__What you will do__.
Reproduce every one of the lines below word for word, leaving out the pictures.
══ Stored data ══
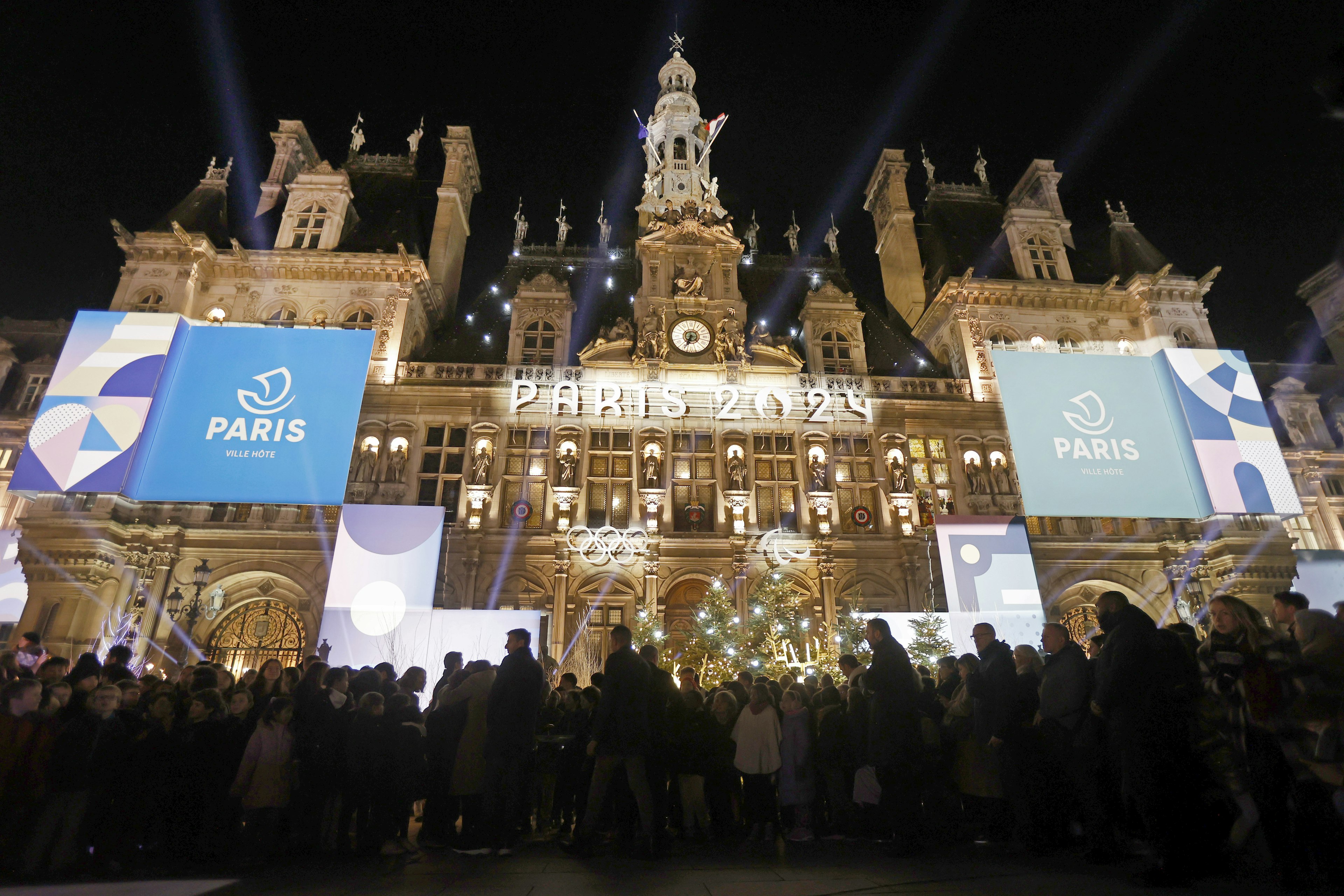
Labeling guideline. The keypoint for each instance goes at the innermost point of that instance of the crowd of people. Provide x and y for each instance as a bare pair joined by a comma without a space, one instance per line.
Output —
1154,739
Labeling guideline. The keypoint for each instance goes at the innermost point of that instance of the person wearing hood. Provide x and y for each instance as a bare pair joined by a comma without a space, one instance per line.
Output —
1143,695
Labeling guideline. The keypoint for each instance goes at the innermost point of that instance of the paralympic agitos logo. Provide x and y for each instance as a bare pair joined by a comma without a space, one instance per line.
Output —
264,426
1093,422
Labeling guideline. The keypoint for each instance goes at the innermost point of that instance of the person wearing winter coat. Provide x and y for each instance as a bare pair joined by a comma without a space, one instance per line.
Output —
798,781
894,745
470,761
267,774
757,737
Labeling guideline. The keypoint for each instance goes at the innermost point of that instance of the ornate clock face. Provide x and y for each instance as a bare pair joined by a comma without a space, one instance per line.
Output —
691,336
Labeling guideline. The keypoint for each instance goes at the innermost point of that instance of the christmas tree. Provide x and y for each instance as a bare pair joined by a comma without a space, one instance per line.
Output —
929,641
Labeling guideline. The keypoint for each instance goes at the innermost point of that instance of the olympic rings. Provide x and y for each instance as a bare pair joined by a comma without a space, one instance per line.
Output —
608,543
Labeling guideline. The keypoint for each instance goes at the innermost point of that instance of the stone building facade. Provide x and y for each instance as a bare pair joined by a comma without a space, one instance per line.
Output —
613,428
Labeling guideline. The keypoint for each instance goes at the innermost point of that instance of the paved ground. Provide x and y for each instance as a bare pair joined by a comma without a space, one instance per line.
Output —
807,870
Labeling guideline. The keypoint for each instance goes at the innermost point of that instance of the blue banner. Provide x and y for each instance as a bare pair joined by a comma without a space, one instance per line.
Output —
254,415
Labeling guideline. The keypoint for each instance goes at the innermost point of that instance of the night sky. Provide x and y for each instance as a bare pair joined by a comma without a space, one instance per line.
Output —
1201,117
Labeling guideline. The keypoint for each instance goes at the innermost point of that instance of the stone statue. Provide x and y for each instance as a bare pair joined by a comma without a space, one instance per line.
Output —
519,224
357,135
482,465
690,284
564,226
976,477
620,330
831,238
654,342
368,464
396,465
737,473
899,484
568,464
728,339
416,135
604,227
1000,479
818,469
792,236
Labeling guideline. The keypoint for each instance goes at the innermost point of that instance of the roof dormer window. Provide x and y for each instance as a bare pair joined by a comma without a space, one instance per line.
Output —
1042,256
308,227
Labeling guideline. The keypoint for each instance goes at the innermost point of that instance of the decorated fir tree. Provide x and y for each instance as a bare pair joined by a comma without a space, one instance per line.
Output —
929,641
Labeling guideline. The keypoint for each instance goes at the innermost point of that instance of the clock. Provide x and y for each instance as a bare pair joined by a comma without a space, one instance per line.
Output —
691,336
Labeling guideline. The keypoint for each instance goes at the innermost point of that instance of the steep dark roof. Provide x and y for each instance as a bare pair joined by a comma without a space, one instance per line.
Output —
203,211
387,209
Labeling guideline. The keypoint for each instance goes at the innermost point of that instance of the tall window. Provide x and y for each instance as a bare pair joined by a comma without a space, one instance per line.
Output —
441,468
33,391
776,481
835,354
1069,346
932,477
525,473
152,301
539,343
609,479
308,229
1042,258
693,480
359,320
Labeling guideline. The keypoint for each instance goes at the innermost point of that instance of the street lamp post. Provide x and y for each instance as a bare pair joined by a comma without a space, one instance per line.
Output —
195,609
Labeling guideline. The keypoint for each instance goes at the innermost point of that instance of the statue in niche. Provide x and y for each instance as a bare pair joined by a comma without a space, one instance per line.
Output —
818,471
976,477
690,284
368,464
899,483
568,464
729,342
482,464
396,465
737,472
654,340
750,234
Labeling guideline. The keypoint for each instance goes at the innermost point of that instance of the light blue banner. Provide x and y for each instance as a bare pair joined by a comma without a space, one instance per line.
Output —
1093,436
253,415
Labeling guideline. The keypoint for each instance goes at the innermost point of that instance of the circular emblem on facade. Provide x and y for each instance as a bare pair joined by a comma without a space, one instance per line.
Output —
691,336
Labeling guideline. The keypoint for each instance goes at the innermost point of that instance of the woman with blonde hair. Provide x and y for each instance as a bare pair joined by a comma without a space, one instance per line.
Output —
1252,675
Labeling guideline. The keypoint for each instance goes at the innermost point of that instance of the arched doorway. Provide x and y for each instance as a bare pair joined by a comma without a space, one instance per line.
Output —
257,632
═══
__Exercise response__.
Labeling guideline. The keypoint for each instance goes at the innermost point of that instance of the crowd of people. Provide x and y for each instance as a bare pair joined by a comma without a space, one instance per line.
Output —
1154,739
Labeling guideline. The keypoint for each instance goes at the innermost point of that instance of the person wearing hood. Provide x and y for each instance as a bare pair joined by a comma without a space, one instance per line.
Output —
1143,695
Labeling guideline. The keypoint for each instance goes at the innermost point of that instance of the paralympic agitos logo. Provide x and y for each instance as a bare pair joined by a comma without a space, one instance per line.
Output —
264,426
1093,422
Labeling guideline. The keypoint for each instance goes at the innermost point of that instance of the person wearing winter coat. Provide x and y for each instance as a bare pair joined by a comma without a space, one instance per line.
Output —
798,781
894,745
470,761
267,774
757,737
Labeling guideline. The keypoint for each instance goes at the innermost point of that instance of the ornate clock face. Provide x and y for each instance as a bare pair joined by a comma without a space, one instance per line.
Output —
691,336
Labeling guideline. The keypoint for each instance goes at the innermost point of that instance of the christmas tree. Provide x and y for each instance as a bare pair joined by a comma without a space, one instance per line.
Output —
929,641
Labeling guideline. The keypoint for each instance goes at the innermost point of that instance of the olympic rings. Provide x and y for each instance as a bare pair joined by a comma without a space, one instance per line.
Output —
608,543
Labeling guideline. The keypoint for each instance goes at the innermost point of that instance of the stone building facade. Provide x and y for each instance as a bare pair joined by a comma without a space, one instance per line.
Output —
613,428
Labeling guideline. The keypoint for each instance goes at the innermost point of that instance of the paved ground. Provide x and y for each instance as a bare pair joined by a comma without a space, one instance per line.
Output —
807,870
Labeling guideline. The keypoint for each instance goes at the innermost point of that instance of the blue banner. Provide x and y for each instance as a bare pair joined by a comma without a space, one instance per line.
Output —
254,415
Labeling guideline. The keypoint for each instance goes at the innermost point of that instance of the night sky. Provide x and y for each instance as a bare pair joined by a comma without a space, one instance per line.
Output —
1201,117
Labeling guideline. The keypoint for each instance goes at the innermost point of that instance of the stone statue. Provide x and y for each instance as a bare pair joined by a comma without a space, one instance per line.
Output —
519,224
357,135
482,465
690,284
564,226
976,477
620,330
831,238
654,342
368,464
396,465
737,473
899,484
568,464
728,339
416,135
604,227
1000,479
818,469
792,236
Labeling guideline. The keypoint for each instance goes at the innermost point of that instance of the roof dormer window. Provide x and y for each instance as a bare pair joined by a comma without a space, one instance per line.
Output —
1042,256
308,227
Labeling guideline. The keypoint for each instance goes at the innermost point of that instance of the decorated fir tree. Provide x and y for each instance as a bare pair joined by a comma without a space, one instance per line.
Output —
929,641
Labeling guideline. The keypoint for each instance goes at the innermost point of that instance of the clock. Provide x and y for each instance as a bare pair joined by a comma without a space, one instance per line.
Output —
691,336
Labeling guideline. The keypoint for each instance goes at the innermost point of that instance of the steep dark roof. Provide x and y for each instance as a bare pair joined by a comma without a space, one instance per line.
Output —
203,211
387,209
Labeling guideline. The keypoint for each instance goes at the innermost point of that instance of the tall window. Provide x and y for each instance as a bare pair joined by a comma without a space, one instance per line.
Output —
441,468
33,391
776,481
835,354
1069,346
932,477
525,473
152,301
539,343
609,479
308,229
1042,258
693,480
359,320
Labeling guideline. The keypoint for each instance goes at the innermost point of that instance of the street lamp post. Provide x and y for each instance as a bare pair joined by a comma without a space, one instance per line.
Output —
195,609
Labeling guideline. The keypoint for each instance goes at the innermost point of that instance of the statue in niche. Provide x and y for each instance as a bare pair joined by a comma without a space, one instance per line.
Output —
818,471
976,477
690,284
368,464
899,483
568,464
729,342
482,464
396,465
737,472
654,340
750,234
Labeling guideline. The keypoint for each instance goes at the innermost point of that instance of the light blue banner. Provide x and y for each instance as a bare pair joined by a comma without a space, one instance per line.
Output —
1093,436
253,415
Labeling guideline. The keypoint for each instance goes at the innermost point of that instance of the circular emblem on facade. Provide x and y for each instance as a bare pair joined by a comma without a space, one instance per line.
Output —
691,336
Labeling guideline. The keypoint for each instance goes at the innermost point of that instance of the woman with blonde hair. Provide x and y for each instance as a bare pair joined by a comma without a space, one instance per line.
Output —
1252,675
Labeling guideline. The keypoint for each instance goes at the innermost point of that instance of the arched doorway. Provide x and y for each instance as a bare pair joined by a comma without a space, one instance per line.
Output —
257,632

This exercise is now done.